===== EXCERPT PROVIDED =====

These are suits brought by the holders of unpaid bonds of the State of Tennessee issued to various railroad companies under the Act of February 11, 1852, "to establish a system of internal improvements," to enforce the lien which was vested in the state by that act on the property of the companies respectively as security for the payment of the bonds and the accruing interest thereon. The sections of the act on which the rights of the parties depend are 1, 2, 3, 4, 5, 6, 7, 10, 12, 13, and 14. These are as follows:

"SECTION 1. Be it enacted by the General Assembly of the State of Tennessee that whenever the East Tennessee and Virginia Railroad Company shall have procured bona fide subscriptions for the capital stock in said company to an amount sufficient to grade, bridge, and prepare for the iron rails the whole extent of the main trunk line proposed to be constructed by said company, and it shall be shown by said company to

Page 114 U. S. 666

the Governor of the state that said subscriptions are good and solvent, and whenever said company shall have graded, bridged, and shall have ready to put down the necessary timbers for the reception of rails, and fully prepared a section of thirty miles of said road at either terminus, in a good and substantial manner with good materials, for putting on the iron rails and equipments, and the Governor shall be notified of these facts, and that said section, or any part thereof, is not subject to any lien whatever other than those created in favor of the state by the acts of 1851-1852, by the written affidavit of the chief engineers and president of said company, together with the written affidavit of a competent engineer by him appointed at the cost of the company, to examine said section, then said Governor shall issue to said company coupon bonds of the State of Tennessee, to an amount not exceeding eight thousand dollars per mile on said section, and on no other condition, which bonds shall be payable at such place in the United States as the president of the company may designate, bearing an interest of six percent per annum, payable semiannually, and not having more than forty nor less than thirty years to mature."

===== DATASET EXCERPTS =====

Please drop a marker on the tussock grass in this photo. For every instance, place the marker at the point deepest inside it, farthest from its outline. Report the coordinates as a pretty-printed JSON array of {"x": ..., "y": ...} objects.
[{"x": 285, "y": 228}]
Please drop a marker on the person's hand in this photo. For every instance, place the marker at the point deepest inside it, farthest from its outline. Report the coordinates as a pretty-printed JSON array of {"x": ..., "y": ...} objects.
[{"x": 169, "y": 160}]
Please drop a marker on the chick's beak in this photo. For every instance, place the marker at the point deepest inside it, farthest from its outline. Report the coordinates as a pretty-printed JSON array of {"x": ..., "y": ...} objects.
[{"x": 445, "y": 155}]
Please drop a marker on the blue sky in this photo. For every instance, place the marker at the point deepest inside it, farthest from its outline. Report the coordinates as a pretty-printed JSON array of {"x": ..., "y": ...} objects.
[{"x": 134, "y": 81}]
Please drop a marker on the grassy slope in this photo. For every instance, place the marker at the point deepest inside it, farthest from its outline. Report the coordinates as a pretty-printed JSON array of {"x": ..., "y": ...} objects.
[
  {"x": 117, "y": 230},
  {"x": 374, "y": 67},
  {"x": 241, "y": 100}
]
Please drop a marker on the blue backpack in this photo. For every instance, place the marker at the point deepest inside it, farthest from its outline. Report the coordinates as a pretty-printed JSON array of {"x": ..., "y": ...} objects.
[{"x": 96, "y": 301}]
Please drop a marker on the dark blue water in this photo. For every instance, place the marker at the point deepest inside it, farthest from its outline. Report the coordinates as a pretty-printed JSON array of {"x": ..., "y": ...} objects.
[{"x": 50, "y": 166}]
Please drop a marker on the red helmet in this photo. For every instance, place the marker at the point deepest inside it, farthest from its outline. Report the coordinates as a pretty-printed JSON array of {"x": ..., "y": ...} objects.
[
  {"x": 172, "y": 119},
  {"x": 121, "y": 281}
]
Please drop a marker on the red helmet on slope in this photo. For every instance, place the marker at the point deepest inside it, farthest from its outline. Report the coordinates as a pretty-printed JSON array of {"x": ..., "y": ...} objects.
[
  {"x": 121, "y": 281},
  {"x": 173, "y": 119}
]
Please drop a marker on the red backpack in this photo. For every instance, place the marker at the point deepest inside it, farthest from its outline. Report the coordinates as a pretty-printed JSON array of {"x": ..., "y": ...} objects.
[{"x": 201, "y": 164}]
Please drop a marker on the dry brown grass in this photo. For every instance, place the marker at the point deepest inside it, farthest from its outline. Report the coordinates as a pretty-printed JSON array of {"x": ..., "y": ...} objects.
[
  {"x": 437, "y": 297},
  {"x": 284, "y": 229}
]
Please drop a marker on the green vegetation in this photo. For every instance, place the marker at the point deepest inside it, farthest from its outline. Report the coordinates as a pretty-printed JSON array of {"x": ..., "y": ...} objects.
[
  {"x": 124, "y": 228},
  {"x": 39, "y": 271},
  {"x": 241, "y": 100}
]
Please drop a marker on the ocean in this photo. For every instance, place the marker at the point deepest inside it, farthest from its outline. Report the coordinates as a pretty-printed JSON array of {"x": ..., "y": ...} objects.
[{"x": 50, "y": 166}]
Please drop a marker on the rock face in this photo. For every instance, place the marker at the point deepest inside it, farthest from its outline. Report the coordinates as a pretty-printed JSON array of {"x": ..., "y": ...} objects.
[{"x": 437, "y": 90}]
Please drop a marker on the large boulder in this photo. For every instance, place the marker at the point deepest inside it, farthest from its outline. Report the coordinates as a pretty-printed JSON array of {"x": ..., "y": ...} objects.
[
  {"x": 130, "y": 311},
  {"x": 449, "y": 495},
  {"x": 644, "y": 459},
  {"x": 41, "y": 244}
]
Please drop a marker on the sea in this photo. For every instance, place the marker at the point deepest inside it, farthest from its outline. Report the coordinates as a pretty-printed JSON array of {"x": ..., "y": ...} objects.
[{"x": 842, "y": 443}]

=====

Please answer these questions from the Tennessee bond excerpt, one per line:
(a) Under what act and date were the bonds issued to the railroad companies?
(b) What is the most the Governor may issue in bonds per mile on the section?
(c) What rate of interest do the bonds bear, and how often is it payable?
The records have no connection to the Tennessee bond excerpt.

## TASK SOLUTION
(a) The Act of February 11, 1852, "to establish a system of internal improvements"
(b) Eight thousand dollars per mile
(c) Six percent per annum, payable semiannually